WORK INSTRUCTIONS:
Each line below should be set down again unchanged.

Point-per-instance localization data
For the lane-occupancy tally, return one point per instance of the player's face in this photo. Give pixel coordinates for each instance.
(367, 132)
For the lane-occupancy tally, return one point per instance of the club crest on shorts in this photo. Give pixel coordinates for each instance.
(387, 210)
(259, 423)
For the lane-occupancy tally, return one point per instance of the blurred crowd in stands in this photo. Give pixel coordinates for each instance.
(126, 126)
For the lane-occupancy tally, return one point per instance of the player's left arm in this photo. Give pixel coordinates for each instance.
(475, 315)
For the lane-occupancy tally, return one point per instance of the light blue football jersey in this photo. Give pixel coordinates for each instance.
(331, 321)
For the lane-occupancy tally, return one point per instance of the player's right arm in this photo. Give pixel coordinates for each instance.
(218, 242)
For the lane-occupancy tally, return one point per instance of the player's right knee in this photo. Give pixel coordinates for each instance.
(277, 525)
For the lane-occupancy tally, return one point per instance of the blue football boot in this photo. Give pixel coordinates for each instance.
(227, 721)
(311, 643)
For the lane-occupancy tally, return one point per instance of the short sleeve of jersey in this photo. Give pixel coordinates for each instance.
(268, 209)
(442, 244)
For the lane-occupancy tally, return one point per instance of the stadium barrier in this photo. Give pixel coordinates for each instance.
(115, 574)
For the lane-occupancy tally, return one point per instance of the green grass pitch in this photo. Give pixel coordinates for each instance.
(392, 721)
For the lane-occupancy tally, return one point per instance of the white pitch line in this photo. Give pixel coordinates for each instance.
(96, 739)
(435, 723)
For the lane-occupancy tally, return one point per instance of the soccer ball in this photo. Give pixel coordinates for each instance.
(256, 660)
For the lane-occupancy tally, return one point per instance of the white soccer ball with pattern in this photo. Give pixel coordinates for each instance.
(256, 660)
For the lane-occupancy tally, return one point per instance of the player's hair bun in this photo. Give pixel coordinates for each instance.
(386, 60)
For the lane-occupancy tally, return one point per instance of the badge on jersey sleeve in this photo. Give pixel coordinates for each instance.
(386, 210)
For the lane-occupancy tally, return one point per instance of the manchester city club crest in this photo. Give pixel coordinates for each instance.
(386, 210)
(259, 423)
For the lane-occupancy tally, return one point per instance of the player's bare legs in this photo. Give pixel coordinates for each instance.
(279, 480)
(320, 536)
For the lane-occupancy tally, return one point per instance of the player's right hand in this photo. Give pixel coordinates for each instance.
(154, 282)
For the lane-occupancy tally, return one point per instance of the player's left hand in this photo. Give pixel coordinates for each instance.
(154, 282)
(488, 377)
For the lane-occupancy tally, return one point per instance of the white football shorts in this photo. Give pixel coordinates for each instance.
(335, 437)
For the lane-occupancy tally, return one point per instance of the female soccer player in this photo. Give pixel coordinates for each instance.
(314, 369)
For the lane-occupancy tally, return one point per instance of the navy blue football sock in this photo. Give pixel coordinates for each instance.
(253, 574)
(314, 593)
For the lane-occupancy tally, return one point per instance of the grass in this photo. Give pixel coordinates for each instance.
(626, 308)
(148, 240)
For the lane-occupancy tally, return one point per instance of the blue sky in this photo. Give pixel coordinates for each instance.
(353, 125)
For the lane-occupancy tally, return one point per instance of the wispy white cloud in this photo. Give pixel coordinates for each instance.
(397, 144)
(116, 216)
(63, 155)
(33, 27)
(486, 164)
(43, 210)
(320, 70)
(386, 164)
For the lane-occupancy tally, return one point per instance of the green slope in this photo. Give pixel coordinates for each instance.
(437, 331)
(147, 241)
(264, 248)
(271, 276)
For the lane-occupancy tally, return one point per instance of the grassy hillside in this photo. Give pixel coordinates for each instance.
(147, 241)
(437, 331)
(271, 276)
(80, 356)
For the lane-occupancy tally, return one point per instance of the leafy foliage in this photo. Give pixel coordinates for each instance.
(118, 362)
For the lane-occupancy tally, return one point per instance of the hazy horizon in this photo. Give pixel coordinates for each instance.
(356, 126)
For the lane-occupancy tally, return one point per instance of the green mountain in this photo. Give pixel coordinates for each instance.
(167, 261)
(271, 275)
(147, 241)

RESULT:
For the lane-occupancy tally, return one point per instance of the player's face in this photo. Give pixel coordinates for each instance.
(367, 132)
For the lane-occupancy tally, return one point per instance of the club crest on shorts in this photo. Give pixel coordinates for each instance.
(387, 210)
(259, 423)
For the lane-occupancy tally, return one point per instance of the blurred crowd in stands in this photo. Give pixel coordinates for each instance.
(126, 126)
For the lane-occupancy tally, return one point per instance of the player's left arm in this photo. Give pixel coordinates for each instance.
(475, 315)
For the lane-occupancy tally, return one point per instance of the light blue football jersey in this photo. Give pixel coordinates for each instance.
(331, 321)
For the lane-occupancy tally, return one point per instance of the player's right arm in this photo. Give pixel coordinates for each instance.
(218, 242)
For the lane-occupancy tally, return one point per instance of the player's right knee in this photo. Give pixel coordinates for each instance.
(277, 525)
For the lane-occupancy tally, return one point per instance of the blue football boot in this photo. Give pixel coordinates for each instance.
(227, 721)
(311, 643)
For the lane-occupancy tally, return one point per instance of the short sleeve of jersey in this photo. Give pixel coordinates for each instance.
(268, 209)
(442, 244)
For the lane-occupancy tally, return one point per instance of the stadium barrier in this photo. Give pixel coordinates for each instance.
(115, 574)
For the lane-occupancy tally, return one point per instance of the green grass pitch in this photo. Give pixel coordinates for each instance.
(392, 721)
For the lane-occupancy tally, return one point per instance of the white pitch line in this photo. Give pixel coordinates for each instance.
(96, 739)
(435, 723)
For the lane-occupancy tally, return one point per instance of the soccer ball in this photo. Give pixel coordinates for each instance.
(256, 660)
For the lane-occupancy tally, return one point per instance of the white soccer ball with pattern in this photo. Give pixel coordinates for each instance.
(256, 660)
For the lane-occupancy tally, return one point per instance of the player's hair bun in this photo. Give pixel coordinates for each instance.
(386, 60)
For the lane-occupancy tally, return one point per instance of the badge on jersey sleeve in this photo. Give pixel coordinates for each instance.
(386, 210)
For the lane-occupancy tally, return one point per instance of the manchester city club crest in this photo. Give pixel coordinates for each instance.
(386, 210)
(259, 423)
For the lane-occupancy tally, return one point per instance of the player's bare legs in this photo. Give pixel coordinates for each instance.
(279, 480)
(320, 536)
For the lane-occupancy tally, return one point per instance of the player's right hand in this photo. Give pixel coordinates for each instance.
(154, 282)
For the lane-occupancy tally, return one point per instance of the player's left hand in this photo. Give pixel coordinates for each instance.
(154, 282)
(488, 377)
For the lane-occupancy tally, return one point per instance of the white football shorts in this photo. Give pixel coordinates for each instance.
(335, 437)
For the lane-occupancy tally, return one point per instance of the female soccer player in this photo. Give pixel coordinates for each instance.
(314, 369)
For the lane-occupancy tally, return one point per instance of the navy blue football sock in this photo. Give pixel coordinates for each instance.
(253, 574)
(314, 593)
For the lane-occupancy tally, return one point per instance of the grass in this photo. Give pixel coordinates for each instance.
(626, 308)
(148, 240)
For the lane-occupancy tally, return one point per instance of the blue sky in this photo. Give pixel coordinates for each instance.
(353, 125)
For the lane-occupancy tally, return one point per instance of the wispy white cloud in this photo. Give pixel coordinates for each instance.
(397, 144)
(116, 216)
(63, 155)
(33, 27)
(486, 164)
(43, 210)
(320, 70)
(386, 164)
For the lane-occupancy tally, return one point per instance of the green slope in this photo. Give pixel coordinates for each instance.
(437, 331)
(147, 241)
(264, 248)
(271, 276)
For the lane-occupancy tally, return one point per instance of the grassy hillside in this photo. Give pixel coordinates for each instance.
(147, 241)
(437, 331)
(271, 276)
(80, 356)
For the lane-occupancy tally, return one point per instance of the leafy foliage in this photo. Give pixel coordinates for each instance.
(118, 362)
For the lane-occupancy tally, return one point per instance of the hazy horizon in this photo. Give pixel coordinates for each instance.
(356, 126)
For the lane-occupancy tally, return one point per instance of the green mountain in this photo. Give pixel coordinates for each instance.
(167, 261)
(271, 275)
(147, 241)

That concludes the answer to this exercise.